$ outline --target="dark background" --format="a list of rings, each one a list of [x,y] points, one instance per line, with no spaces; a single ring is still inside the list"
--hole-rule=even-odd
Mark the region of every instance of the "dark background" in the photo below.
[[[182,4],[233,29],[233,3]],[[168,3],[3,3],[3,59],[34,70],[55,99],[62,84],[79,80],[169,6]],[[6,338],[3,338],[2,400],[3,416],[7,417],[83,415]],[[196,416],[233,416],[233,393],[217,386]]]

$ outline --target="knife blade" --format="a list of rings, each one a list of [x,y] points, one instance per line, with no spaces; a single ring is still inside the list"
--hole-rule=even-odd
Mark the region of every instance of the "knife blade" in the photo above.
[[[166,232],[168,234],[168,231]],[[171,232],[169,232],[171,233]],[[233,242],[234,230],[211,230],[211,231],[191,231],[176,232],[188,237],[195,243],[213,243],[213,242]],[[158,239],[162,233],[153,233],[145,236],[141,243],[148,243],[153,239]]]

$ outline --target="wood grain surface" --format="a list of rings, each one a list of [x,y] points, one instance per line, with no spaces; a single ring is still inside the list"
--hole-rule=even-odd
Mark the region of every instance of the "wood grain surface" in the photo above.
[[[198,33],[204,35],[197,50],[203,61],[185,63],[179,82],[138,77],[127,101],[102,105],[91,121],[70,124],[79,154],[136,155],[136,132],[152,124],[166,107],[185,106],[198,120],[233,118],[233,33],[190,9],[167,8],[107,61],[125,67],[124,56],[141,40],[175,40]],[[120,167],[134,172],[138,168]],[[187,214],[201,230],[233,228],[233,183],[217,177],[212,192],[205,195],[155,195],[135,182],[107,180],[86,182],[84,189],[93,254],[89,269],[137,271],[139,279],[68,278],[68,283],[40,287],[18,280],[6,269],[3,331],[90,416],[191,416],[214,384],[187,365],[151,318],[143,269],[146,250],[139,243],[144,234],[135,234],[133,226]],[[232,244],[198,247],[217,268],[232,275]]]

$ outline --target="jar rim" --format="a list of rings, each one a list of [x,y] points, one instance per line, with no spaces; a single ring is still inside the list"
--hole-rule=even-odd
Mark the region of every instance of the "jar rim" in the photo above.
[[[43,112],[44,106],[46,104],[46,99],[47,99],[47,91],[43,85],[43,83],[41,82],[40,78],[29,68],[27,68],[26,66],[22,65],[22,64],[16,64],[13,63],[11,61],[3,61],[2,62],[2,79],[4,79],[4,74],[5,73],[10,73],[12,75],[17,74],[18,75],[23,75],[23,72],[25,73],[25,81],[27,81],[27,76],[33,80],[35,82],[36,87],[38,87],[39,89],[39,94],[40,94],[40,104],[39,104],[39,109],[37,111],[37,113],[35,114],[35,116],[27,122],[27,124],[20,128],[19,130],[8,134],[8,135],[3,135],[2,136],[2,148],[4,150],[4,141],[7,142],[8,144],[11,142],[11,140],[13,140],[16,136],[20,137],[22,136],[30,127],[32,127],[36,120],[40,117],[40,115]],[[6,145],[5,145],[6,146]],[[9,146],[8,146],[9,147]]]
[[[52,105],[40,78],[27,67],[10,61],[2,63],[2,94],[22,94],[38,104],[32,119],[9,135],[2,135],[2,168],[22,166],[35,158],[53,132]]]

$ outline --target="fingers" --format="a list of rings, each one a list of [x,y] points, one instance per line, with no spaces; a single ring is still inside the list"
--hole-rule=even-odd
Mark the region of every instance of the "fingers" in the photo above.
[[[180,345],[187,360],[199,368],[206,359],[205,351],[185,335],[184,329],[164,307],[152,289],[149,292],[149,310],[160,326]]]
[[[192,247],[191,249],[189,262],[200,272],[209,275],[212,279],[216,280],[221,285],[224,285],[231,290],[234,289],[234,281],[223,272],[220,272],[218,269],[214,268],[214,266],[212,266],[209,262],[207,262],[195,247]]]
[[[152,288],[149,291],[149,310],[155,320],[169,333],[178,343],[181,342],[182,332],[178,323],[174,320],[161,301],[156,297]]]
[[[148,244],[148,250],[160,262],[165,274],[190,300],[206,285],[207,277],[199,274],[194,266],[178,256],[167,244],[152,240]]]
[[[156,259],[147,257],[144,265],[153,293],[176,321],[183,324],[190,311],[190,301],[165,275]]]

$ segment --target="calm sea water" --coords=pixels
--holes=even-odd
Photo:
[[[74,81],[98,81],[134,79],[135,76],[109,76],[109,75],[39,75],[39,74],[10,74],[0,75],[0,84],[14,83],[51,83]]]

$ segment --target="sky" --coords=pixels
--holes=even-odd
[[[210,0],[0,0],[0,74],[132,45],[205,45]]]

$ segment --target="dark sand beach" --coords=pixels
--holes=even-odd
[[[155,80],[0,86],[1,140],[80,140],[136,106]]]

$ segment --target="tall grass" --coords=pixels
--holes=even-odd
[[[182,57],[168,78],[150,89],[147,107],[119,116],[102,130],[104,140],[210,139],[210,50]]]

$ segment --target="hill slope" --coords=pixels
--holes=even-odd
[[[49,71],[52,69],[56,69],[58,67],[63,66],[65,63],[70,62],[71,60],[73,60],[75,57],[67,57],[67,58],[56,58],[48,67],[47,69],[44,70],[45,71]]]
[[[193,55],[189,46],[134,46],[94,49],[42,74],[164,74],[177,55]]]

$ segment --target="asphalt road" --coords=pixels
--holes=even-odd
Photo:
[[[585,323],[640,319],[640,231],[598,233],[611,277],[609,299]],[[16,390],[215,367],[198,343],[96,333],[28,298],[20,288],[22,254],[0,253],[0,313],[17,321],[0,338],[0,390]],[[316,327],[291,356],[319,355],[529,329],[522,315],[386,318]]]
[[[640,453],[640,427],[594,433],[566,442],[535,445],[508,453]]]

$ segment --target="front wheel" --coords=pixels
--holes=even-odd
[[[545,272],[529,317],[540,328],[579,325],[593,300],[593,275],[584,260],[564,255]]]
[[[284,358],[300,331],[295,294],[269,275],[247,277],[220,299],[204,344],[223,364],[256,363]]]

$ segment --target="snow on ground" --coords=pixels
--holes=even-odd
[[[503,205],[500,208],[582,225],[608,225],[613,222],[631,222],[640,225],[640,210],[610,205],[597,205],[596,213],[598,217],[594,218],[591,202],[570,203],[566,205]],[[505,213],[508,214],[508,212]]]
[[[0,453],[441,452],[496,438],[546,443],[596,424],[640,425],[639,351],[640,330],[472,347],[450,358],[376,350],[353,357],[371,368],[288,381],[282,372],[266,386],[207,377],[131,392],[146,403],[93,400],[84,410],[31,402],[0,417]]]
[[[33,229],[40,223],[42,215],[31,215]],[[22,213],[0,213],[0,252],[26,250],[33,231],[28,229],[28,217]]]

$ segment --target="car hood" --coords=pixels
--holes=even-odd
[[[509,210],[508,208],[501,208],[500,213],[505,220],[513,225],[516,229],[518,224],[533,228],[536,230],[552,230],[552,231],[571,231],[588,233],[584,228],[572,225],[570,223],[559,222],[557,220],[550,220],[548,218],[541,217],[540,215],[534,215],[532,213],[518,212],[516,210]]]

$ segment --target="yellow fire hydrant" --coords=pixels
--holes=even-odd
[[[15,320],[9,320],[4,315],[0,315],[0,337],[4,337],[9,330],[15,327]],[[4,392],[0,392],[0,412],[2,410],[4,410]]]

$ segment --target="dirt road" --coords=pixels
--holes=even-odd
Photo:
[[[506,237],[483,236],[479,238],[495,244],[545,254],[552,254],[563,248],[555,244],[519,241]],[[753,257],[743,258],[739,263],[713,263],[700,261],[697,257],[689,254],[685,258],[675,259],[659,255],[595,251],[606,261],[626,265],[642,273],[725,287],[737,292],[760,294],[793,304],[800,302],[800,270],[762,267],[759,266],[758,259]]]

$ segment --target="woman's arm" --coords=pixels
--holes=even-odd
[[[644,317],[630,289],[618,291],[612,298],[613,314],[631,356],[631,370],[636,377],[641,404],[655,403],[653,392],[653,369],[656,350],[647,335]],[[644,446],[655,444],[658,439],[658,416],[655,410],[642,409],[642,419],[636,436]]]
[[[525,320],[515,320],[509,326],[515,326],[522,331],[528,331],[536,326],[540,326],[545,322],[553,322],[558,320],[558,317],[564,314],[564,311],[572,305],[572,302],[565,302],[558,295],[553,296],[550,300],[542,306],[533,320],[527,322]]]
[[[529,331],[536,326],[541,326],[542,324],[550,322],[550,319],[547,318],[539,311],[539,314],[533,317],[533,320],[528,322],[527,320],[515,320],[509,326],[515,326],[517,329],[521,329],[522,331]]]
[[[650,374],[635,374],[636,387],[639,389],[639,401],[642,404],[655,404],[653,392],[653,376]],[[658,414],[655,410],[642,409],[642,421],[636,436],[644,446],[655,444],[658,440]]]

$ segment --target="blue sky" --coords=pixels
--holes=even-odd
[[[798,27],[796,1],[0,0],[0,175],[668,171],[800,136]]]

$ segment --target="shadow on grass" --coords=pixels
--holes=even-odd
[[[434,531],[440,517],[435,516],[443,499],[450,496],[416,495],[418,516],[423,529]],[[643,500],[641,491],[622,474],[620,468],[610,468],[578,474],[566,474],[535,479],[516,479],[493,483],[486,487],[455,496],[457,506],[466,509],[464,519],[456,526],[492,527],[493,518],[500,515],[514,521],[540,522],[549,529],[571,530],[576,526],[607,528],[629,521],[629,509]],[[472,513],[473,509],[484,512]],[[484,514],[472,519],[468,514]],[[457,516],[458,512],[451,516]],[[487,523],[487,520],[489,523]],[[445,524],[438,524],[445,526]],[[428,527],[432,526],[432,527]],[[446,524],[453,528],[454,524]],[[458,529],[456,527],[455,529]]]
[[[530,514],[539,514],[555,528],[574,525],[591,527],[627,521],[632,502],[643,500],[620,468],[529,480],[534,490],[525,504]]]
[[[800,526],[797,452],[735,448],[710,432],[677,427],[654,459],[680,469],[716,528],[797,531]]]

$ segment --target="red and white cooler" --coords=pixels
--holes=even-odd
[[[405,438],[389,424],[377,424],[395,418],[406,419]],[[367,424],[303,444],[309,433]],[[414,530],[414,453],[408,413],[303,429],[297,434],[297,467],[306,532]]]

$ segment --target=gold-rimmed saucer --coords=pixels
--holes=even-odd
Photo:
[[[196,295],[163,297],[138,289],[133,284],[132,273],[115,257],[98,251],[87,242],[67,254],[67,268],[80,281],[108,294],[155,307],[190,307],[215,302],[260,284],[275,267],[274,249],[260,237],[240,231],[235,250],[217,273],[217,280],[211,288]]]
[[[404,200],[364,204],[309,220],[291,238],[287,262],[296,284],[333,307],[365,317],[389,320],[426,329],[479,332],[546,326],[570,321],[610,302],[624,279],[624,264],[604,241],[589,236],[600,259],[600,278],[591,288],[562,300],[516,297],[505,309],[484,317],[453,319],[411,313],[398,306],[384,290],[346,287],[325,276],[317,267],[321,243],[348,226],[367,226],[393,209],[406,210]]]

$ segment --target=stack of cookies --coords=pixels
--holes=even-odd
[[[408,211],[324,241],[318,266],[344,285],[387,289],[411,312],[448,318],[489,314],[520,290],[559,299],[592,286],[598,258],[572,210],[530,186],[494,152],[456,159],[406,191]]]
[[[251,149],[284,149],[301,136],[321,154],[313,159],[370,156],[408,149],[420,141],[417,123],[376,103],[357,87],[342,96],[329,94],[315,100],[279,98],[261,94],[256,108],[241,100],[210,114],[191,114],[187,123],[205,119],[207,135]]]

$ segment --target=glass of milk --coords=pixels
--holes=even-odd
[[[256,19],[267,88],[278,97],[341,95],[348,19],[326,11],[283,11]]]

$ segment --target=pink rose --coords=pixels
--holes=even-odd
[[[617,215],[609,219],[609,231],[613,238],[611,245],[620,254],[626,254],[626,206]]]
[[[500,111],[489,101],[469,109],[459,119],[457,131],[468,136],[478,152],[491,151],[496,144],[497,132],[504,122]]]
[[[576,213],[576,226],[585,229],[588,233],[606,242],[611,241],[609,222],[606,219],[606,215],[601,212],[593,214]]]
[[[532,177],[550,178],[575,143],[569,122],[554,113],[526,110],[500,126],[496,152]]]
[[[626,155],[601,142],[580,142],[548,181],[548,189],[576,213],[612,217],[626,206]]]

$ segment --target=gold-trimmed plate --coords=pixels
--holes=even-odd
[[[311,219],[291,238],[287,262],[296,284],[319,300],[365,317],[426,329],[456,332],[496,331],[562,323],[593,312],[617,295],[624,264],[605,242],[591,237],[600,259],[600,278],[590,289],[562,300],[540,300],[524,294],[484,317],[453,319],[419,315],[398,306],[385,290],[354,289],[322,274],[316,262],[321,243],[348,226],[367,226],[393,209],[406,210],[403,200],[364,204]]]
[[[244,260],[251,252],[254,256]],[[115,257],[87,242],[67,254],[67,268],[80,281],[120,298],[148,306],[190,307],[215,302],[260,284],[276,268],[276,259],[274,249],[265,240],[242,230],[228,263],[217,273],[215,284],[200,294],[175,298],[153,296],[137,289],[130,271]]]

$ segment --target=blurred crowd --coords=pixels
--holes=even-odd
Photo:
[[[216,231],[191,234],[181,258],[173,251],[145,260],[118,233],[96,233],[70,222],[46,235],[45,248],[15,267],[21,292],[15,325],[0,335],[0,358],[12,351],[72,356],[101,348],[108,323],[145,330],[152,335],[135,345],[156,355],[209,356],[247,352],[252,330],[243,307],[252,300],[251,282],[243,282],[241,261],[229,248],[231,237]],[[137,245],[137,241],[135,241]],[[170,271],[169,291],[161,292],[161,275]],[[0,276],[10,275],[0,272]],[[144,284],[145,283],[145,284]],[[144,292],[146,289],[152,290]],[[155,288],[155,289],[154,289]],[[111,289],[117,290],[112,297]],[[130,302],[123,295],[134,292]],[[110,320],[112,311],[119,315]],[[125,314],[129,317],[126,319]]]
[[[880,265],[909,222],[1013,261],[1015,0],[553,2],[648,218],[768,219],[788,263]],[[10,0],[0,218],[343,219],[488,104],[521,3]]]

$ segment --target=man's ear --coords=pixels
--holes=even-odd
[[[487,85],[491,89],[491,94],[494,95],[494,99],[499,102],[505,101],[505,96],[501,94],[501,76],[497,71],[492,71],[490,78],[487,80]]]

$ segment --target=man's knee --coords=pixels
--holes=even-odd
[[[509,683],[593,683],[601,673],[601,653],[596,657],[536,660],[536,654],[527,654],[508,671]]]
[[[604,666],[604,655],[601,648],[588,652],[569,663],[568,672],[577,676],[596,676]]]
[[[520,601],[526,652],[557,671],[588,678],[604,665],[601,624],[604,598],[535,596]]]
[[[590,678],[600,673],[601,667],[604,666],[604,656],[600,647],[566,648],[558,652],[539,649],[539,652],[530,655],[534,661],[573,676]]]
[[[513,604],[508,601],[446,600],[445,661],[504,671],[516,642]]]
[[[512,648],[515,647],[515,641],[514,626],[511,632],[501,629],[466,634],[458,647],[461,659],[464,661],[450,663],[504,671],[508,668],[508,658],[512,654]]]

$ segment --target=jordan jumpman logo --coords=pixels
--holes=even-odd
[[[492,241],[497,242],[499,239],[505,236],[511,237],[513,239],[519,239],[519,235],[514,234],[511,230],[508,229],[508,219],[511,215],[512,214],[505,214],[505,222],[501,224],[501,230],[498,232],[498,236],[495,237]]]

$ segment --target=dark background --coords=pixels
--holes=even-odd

────────────────────────────────────────

What is expected - In the material above, find each line that has the string "points" and return it.

Result for this exercise -
$ outline --target="dark background" --format="a list of rings, each one a list of [x,y] points, one instance per line, with no spaces; a single ring is still inside the list"
$ outline --target="knife blade" --format="a list of rings, each one a list of [x,y] points, one instance per line, with no spaces; a single ring is still inside the list"
$ outline --target="wood grain surface" --format="a list of rings, each one a list of [x,y] points, one instance per line, with no spaces; a single ring is still inside the list"
$ outline --target="jar rim" --format="a list of rings, each one a list of [x,y] points, one instance per line, with no spaces; a single ring is still inside the list"
$ outline --target="fingers" --format="a list of rings, each one a list of [x,y] points, one instance per line, with no spaces; a single ring is still inside the list"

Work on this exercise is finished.